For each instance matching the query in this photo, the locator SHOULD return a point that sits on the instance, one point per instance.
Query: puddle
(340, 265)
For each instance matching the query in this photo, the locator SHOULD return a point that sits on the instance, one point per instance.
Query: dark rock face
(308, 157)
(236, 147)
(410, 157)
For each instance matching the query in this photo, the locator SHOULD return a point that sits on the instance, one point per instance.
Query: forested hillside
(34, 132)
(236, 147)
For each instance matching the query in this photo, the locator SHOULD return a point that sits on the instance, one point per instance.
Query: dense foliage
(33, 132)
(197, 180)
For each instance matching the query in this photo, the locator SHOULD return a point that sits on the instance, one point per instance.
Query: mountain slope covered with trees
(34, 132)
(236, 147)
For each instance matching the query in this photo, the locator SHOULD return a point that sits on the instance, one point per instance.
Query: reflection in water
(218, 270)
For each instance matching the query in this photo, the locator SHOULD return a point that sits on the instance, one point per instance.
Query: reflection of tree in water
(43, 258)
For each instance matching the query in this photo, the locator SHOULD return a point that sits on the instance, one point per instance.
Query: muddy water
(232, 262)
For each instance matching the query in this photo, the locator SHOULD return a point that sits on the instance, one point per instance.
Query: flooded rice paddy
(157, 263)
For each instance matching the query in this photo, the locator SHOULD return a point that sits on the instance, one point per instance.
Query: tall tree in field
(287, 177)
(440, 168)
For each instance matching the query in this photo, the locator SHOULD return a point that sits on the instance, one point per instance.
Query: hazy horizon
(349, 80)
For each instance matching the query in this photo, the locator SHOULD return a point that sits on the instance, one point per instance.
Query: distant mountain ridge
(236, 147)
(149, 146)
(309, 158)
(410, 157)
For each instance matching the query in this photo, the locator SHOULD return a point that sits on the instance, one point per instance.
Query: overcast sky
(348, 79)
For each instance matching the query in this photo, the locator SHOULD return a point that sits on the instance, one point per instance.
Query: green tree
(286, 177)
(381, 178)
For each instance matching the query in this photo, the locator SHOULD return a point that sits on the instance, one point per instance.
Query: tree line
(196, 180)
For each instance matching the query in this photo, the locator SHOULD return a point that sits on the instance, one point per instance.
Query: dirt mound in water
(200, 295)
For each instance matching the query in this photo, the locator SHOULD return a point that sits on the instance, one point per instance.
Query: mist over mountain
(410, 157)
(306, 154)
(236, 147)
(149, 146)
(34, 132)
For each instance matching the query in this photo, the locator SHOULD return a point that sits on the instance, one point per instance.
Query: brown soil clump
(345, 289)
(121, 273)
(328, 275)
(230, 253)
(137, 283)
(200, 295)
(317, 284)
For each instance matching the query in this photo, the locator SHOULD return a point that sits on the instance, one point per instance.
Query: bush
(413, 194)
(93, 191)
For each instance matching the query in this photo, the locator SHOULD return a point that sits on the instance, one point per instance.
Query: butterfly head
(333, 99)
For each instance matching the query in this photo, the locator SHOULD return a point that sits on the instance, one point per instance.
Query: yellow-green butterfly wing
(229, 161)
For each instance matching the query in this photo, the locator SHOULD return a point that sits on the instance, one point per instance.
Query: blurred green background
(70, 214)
________
Print the material once more, exactly as it appears.

• [Output for this exercise]:
For each instance matching the query in this photo, the locator SHOULD return a point that sits on the instance, one point per instance.
Query: puddle
(340, 265)
For each instance matching the query in this photo, the locator SHOULD return a point that sits on the instance, one point per instance.
Query: dark rock face
(308, 157)
(236, 147)
(410, 157)
For each instance matching the query in this photo, the locator SHOULD return a point that sits on the instance, one point per instance.
Query: forested hillside
(34, 132)
(236, 147)
For each instance matching the query in this photo, the locator SHOULD return a point that sits on the instance, one point per instance.
Query: dense foliage
(33, 132)
(197, 180)
For each instance matching the query in this photo, the locator SHOULD return a point that sits on the instance, one point per instance.
Query: mountain slope covered with trees
(34, 132)
(236, 147)
For each instance matching the query in this photo, the locator SHOULD return a point that sits on the instance, one point per instance.
Query: reflection in water
(218, 270)
For each instance matching the query in this photo, the locator SHOULD return a point that sits on the instance, one point per instance.
Query: reflection of tree in water
(43, 258)
For each instance matching the query in this photo, the locator SHOULD return a point that sits on the instance, one point per instance.
Query: muddy water
(232, 262)
For each instance matching the query in this photo, the locator SHOULD return a point that sits on the instance, one point per instance.
Query: flooded rice paddy
(157, 263)
For each instance matching the query in this photo, the locator SHOULD return a point that sits on the instance, one point per instance.
Query: tall tree in field
(287, 177)
(440, 168)
For each instance matching the query in this photo, the locator SHOULD return a point that sits on the instance, one point per instance.
Query: hazy horizon
(349, 80)
For each instance matching the query in this photo, the locator SHOULD return a point that sits on the instance, one point per instance.
Query: distant mountain ridge
(236, 147)
(149, 146)
(309, 158)
(410, 157)
For each instance matching the query in this photo, the locator SHOULD return a point that sits on the instance, one point per instance.
Query: overcast sky
(348, 79)
For each instance matching the query in this photo, the locator SHOULD return a point that sits on the instance, one point per instance.
Query: green tree
(286, 177)
(381, 178)
For each instance matching the query in this photo, the locator SHOULD return a point that sits on the instance, one point per instance.
Query: tree line
(196, 180)
For each instance matching the query in this photo, the locator SHOULD return a point that sits on the instance, one point per instance.
Query: dirt mound in water
(200, 295)
For each instance matching the query in this photo, the locator SHOULD return a point that sits on the instance, one point per instance.
Query: mist over mountain
(410, 157)
(306, 154)
(236, 147)
(149, 146)
(34, 132)
For each instance matching the query in this photo, the locator SHOULD return a point that sits on the instance, one point per instance.
Query: brown soil clump
(345, 289)
(121, 273)
(328, 275)
(230, 253)
(137, 283)
(200, 295)
(317, 284)
For each instance matching the query in this photo, the locator SHOULD return a point that sits on the instance, one point per instance.
Query: bush
(413, 194)
(93, 191)
For each instance matching the query in this photo, the locator SHOULD return a point that sits on the instance, one point per instance.
Query: butterfly head
(333, 99)
For each instance matching the query in this photo, the locator SHOULD return a point that sits on the instance, one point per instance.
Query: yellow-green butterfly wing
(229, 161)
For each instance matching the query in this photo, the locator SHOULD return a point that sits on the instance, one point per instance.
Query: blurred green background
(70, 214)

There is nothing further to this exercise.